Extracted text>
## start
Now, you can see how helpful it would be to admit to yourself that your church had monthly deacons meetings as a core value (utterly non-negotiable) but does not have evangelism as one.
Indeed, any church that struggles with evangelism likely has a confused set of values — placing some things that should be trivial or long forgotten at the core and some things that to God are non-negotiable — such as evangelism — at the periphery — as mere aspirations.
Well, let’s be honest, it’s so much easier to hold those monthly meetings than to invite friends and neighbors to meet Jesus. It’s easier to do this year what you did last year, even if last year wasn’t that good of a year.
To kill the monthly meetings would mean hurting some feelings (although having the meetings already hurts lots of feelings).
Now, it’s not that you can’t do evangelism and still hold monthly deacons meetings. Rather, the point is that if you were to make a list of your real core values vs. your aspirational values, you’d find that your whole way of thinking about church is likely a bit skewed — and you can’t have but so many core values. We can only emphasize a few things. And one of the best ways to change a culture is to surrender a few sacred cows on the altar of obedience to God — rather than looking for ways to change while avoiding change.
Lencioni next discusses permission-to-play values.
Although they are extremely important, permission-to-play values don’t serve to clearly define or differentiate an organization from others. Values that commonly fit into this category include honesty, integrity, and respect for others. If those sound generic, something you’ve seen on virtually all of the values statements plastered on the walls of every mediocre company you’ve ever visited, then you understand the problem. Permission-to-play values must be delineated from the core to avoid dilution and genericism (I don’t think that’s a word, but you get the point).
In other words, if a church specifies that its values are “worship, service, and ministry,” it’s merely defined itself as a church, and separated itself from non-churches.
Finally, there are accidental values. Likely the monthly deacons meeting, it may have once served a very useful function, but over time, its usefulness declined, even becoming counter-productive.
Or the value may have crept in quite unintentionally. Some churches have as an accidental value “white members only” although the membership is not racist in the least. The fact that whites and blacks didn’t go to church together 50 years ago created an appearance and a silence expectation that the members would find repulsive if they realized it today.
These values are devilishly difficult to identify and often very counter-productive. To get rid of the ones that harm the church, they have to be named as such and intentionally overcome.
In the case of an accidentally “white members only” church, the church would need to plainly and clearly announce that it wishes to be mixed race, preach against racism, and intentionally reach out to minority communities in its city. It must declare “white members only” as sin and live like they mean it.
Putting core values to work
Once an organization successfully identifies and describes its core values and separates them from the other kinds, it must then do its best to be intolerant of violations of those values. It must ensure that every activity it undertakes, every employee it hires, and every policy it enacts reflects those core values.
This is the hard part. Suppose a church decides that its core values include racial diversity. If so, that decision will affect hiring decisions and the selection of ministry leaders. Would the church be willing to hire a black minister? Would they ordain a Hispanic elder? If so, they should plainly state exactly that to the congregation — to make plain that this value is no mere marketing slogan. It’s real.
You see, it’s easy to imagine yourself as racially tolerant. And you may well be. But does that mean you’ll take offense at decisions about who your ministry leaders are that reflect a silent racial bias? Will you call each other to account for a failure to live what you believe?
In short, some core values are good and need to be rigidly enforced. They define not only who you are but whom you wish to be. They should be named and placed before the congregation: This is who we are and who we will continue to be!
But there are these accidental values — values that may influence you more than the good core values — that often get in the way. And, of course, all accidental values have a constituency. Someone actually enjoys those meetings. Someone really does want to be all white.
And so naming them a false values — values that need to be removed — will be painful. But if you refuse to do the analysis and honestly assess who you really are compared to who you really want to be, you’ll not change, you’ll not be effectively, and you’ll wonder why that great new initiative never really got off the ground.
## end
Data>
## start
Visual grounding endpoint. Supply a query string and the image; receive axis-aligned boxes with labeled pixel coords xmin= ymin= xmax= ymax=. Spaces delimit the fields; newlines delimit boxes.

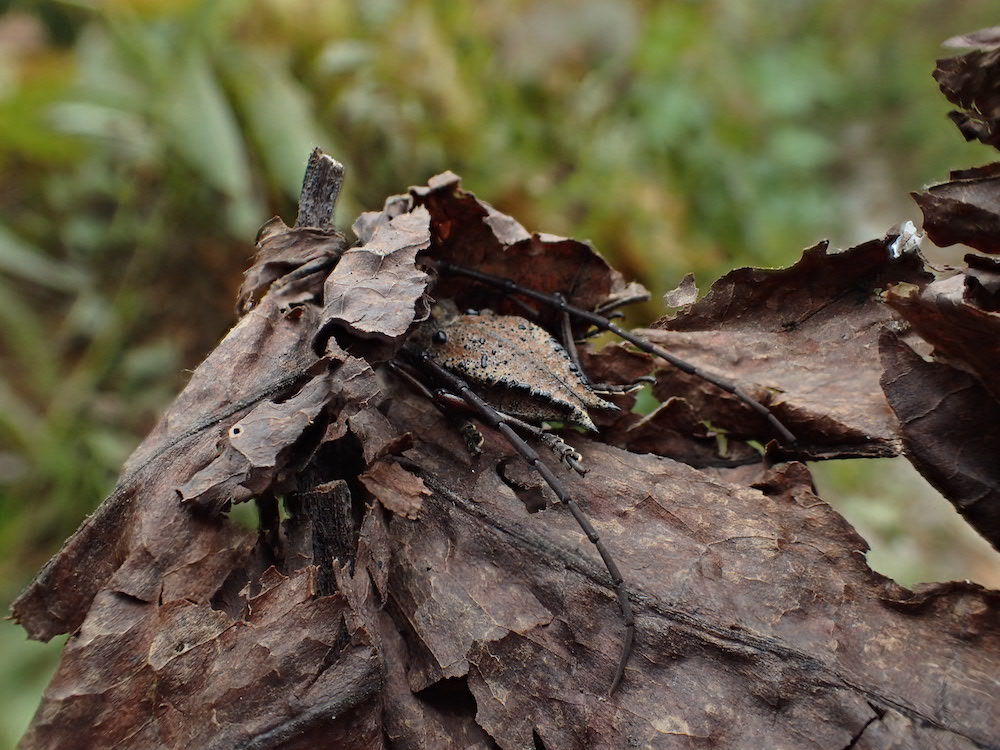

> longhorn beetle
xmin=395 ymin=260 xmax=795 ymax=693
## end
Tasks to carry out>
[A] From the passage on church core values, extract the words from "In other words, if" to "even becoming counter-productive.".
[B] Using the passage on church core values, decide whether each statement agrees with it. For each, answer yes or no and quote the words that decide it. (i) Permission-to-play values clearly differentiate an organization from others. (ii) Accidental values have a constituency. (iii) A church cannot do evangelism while still holding monthly deacons meetings.

Answers for the tasks>
[A]
In other words, if a church specifies that its values are “worship, service, and ministry,” it’s merely defined itself as a church, and separated itself from non-churches.
Finally, there are accidental values. Likely the monthly deacons meeting, it may have once served a very useful function, but over time, its usefulness declined, even becoming counter-productive.

[B]
(i) No: "permission-to-play values don’t serve to clearly define or differentiate an organization from others"
(ii) Yes: "all accidental values have a constituency"
(iii) No: "it’s not that you can’t do evangelism and still hold monthly deacons meetings"